ABOUT THIS EXERCISE:
In the entries below, find the lines with the word "airport" and copy them.

----- SOURCE MATERIAL

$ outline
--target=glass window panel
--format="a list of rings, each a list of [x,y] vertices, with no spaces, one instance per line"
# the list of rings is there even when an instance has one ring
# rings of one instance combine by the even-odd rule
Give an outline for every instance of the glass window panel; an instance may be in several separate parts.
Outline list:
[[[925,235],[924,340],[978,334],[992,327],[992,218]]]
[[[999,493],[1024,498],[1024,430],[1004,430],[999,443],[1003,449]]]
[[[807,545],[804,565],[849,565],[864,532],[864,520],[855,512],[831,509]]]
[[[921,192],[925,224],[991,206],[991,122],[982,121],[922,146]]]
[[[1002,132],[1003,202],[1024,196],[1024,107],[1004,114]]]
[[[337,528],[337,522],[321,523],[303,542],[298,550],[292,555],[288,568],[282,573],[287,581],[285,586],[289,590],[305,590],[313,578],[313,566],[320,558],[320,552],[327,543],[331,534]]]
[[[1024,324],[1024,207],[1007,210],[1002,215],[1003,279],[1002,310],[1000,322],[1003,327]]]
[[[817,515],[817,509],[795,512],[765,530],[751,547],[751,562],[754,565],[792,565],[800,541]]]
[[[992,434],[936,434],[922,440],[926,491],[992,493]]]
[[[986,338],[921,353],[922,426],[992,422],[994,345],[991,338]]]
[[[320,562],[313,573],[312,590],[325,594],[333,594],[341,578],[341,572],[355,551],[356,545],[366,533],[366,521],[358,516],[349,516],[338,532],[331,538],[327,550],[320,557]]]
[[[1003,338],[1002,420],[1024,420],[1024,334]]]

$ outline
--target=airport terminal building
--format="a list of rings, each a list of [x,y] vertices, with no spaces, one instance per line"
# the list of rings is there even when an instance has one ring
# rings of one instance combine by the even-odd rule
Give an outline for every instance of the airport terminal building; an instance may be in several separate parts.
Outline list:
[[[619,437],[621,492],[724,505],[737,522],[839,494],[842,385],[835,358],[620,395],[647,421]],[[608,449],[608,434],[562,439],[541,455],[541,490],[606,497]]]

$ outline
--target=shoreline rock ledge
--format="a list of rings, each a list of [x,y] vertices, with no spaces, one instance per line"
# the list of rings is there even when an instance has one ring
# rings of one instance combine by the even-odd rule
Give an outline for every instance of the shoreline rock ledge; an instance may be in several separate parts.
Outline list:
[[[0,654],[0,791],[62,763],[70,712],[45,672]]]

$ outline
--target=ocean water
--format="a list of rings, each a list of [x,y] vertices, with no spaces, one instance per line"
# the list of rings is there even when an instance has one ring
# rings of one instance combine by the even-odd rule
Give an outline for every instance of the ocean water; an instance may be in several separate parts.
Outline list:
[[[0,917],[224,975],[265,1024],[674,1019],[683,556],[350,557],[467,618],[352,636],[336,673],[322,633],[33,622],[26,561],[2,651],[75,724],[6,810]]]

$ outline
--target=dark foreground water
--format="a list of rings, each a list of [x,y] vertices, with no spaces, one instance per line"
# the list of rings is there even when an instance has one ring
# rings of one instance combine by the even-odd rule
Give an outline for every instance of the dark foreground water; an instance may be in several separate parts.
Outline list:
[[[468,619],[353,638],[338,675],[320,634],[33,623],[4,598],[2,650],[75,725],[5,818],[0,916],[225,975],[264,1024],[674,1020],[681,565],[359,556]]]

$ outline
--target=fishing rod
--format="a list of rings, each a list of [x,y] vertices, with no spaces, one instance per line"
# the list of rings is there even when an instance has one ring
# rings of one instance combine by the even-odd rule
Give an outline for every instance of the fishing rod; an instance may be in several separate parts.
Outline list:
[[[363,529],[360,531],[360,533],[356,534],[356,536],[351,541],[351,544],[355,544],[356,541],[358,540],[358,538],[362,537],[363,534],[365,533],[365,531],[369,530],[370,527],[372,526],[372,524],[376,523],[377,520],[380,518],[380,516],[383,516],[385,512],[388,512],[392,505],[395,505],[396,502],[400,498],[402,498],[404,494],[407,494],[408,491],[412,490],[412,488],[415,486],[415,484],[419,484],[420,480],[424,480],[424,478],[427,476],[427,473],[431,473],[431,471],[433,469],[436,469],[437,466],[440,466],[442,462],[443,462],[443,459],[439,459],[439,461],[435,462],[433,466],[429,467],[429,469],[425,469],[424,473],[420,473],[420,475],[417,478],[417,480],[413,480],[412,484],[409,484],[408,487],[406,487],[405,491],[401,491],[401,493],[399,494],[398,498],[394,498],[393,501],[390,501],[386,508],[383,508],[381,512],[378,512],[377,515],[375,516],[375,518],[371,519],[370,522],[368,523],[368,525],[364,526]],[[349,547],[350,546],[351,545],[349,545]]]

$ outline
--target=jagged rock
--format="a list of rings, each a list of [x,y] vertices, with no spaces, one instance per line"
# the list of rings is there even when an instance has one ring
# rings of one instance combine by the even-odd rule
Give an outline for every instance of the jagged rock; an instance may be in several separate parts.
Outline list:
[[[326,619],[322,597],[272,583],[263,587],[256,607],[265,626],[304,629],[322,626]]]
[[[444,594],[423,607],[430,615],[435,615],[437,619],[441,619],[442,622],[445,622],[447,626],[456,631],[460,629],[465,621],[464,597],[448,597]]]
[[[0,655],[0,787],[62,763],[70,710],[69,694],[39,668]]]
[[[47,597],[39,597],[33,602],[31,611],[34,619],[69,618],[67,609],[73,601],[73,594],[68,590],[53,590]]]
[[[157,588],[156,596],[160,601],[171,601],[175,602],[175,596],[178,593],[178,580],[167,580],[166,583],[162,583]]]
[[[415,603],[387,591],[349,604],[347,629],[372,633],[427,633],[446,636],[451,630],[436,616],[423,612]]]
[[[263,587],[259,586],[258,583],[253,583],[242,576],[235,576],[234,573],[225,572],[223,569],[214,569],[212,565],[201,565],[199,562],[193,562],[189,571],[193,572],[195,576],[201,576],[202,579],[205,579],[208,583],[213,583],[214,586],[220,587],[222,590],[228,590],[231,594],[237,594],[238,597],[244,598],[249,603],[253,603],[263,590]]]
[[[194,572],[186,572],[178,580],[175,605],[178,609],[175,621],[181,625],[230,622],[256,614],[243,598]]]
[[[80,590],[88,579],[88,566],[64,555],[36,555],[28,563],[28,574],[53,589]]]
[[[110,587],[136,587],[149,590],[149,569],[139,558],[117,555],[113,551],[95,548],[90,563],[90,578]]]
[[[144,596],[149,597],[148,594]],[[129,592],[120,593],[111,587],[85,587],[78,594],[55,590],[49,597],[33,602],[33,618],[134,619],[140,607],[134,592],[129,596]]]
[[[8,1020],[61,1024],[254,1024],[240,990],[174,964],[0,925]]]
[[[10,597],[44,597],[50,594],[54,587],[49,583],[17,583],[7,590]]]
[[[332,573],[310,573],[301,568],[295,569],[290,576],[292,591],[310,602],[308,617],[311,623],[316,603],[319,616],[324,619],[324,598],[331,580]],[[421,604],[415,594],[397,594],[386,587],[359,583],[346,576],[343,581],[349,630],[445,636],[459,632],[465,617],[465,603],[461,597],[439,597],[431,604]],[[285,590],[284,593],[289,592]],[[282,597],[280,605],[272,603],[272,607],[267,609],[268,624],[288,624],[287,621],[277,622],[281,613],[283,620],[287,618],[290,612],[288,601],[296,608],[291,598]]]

----------

RESPONSE TO THE EXERCISE:
--target=airport terminal building
Give an outline for every instance of the airport terminal building; an instance may be in several separate parts.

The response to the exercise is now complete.